§ YOUR OBJECTIVE: Every line of the data should be retyped with no difference from the original.

§ AVAILABLE DATA:
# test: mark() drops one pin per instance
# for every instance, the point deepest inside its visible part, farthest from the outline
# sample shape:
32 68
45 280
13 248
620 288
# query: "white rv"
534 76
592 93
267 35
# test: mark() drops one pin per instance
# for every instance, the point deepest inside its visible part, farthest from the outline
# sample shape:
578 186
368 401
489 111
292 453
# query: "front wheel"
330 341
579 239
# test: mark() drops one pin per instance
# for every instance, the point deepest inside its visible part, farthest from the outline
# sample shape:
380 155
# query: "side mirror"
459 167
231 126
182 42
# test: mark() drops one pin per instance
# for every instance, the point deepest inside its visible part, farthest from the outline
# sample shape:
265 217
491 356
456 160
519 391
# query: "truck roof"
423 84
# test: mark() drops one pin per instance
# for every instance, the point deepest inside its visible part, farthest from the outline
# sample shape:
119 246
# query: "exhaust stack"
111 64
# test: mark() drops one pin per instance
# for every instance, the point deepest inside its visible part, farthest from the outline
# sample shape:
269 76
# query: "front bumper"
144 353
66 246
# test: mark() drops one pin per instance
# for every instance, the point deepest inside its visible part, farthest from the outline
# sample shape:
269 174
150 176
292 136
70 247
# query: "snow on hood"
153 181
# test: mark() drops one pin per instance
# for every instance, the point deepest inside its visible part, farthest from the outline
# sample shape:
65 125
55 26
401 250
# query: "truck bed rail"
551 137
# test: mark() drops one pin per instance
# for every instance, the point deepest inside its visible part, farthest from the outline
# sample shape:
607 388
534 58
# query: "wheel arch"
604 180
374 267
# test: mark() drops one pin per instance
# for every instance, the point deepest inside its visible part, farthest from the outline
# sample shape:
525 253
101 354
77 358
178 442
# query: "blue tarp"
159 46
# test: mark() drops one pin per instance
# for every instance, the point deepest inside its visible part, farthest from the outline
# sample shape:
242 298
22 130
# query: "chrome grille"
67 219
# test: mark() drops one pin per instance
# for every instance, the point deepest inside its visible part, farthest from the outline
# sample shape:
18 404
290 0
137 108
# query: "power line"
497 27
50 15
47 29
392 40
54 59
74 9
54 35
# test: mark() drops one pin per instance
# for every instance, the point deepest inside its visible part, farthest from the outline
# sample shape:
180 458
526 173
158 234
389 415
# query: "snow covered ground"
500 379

§ ANSWER TO THE PROBLEM:
# test: mark() drops one pin per instance
# for every instance, the point deepest inside its visible part, farthest from the outline
# sample shape:
32 68
45 280
13 248
620 288
# query: "white rv"
534 76
592 93
267 35
# test: mark() drops one pin per instance
# for every instance, the point deepest inside its visible part, farthest from the outline
# sample shape:
578 186
368 401
489 111
292 453
# query: "front wheel"
330 341
579 239
# test: mark() drops one pin per instance
# for every instance, the point deepest inside its visible part, farthest from the outline
# sample shape:
380 155
# query: "side mirror"
459 167
231 126
182 42
# test: mark() drops one pin per instance
# for every instance, the point deepest inside its visible part, farthest from the outline
# sample shape:
265 217
491 356
456 160
519 391
# query: "truck roof"
423 84
# test: mark() drops one pin per instance
# for every instance, the point deepest inside its visible part, farthest from the outline
# sample shape:
119 246
# query: "exhaust stack"
111 64
# test: mark() drops one pin per instance
# for every instance, the point deepest inside its visible part, farthest from the outline
# sample shape:
269 76
# query: "front bumper"
144 353
66 246
# test: mark() drops one pin per instance
# for every instance, the point deepest inside its visible part, farthest from the outline
# sample shape:
269 174
150 176
292 136
70 247
# query: "snow on hood"
153 181
# test: mark() drops one pin per instance
# for every instance, the point deepest inside its visible part, farthest from the outline
# sample shape:
65 125
55 26
401 250
# query: "truck bed rail"
551 137
# test: mark() drops one pin per instance
# for every instance, the point deepest inside its visible part, farthest from the outline
# sample shape:
607 388
534 58
# query: "wheel arch"
604 180
374 267
# test: mark() drops one pin per instance
# for every instance, the point deepest inside its visible part, farthest from the outline
# sample shape:
525 253
101 354
77 358
178 442
# query: "blue tarp"
159 46
# test: mark() drops one pin per instance
# for every instance, the point deepest inside its visible part, farthest from the outline
# sample shape:
242 298
22 130
# query: "chrome grille"
67 219
# test: mark() drops one pin per instance
# for every instance, the point deepest inside its visible part, farthest from the outline
# sample shape:
18 404
290 0
137 108
# query: "power line"
497 27
50 15
47 29
392 40
54 59
74 9
54 35
# test: mark() drops one pin per instance
# for every instance, the point deepest inside its visible part, farthest from the outline
# sample shape:
180 458
526 173
158 234
389 415
# query: "snow covered ground"
500 379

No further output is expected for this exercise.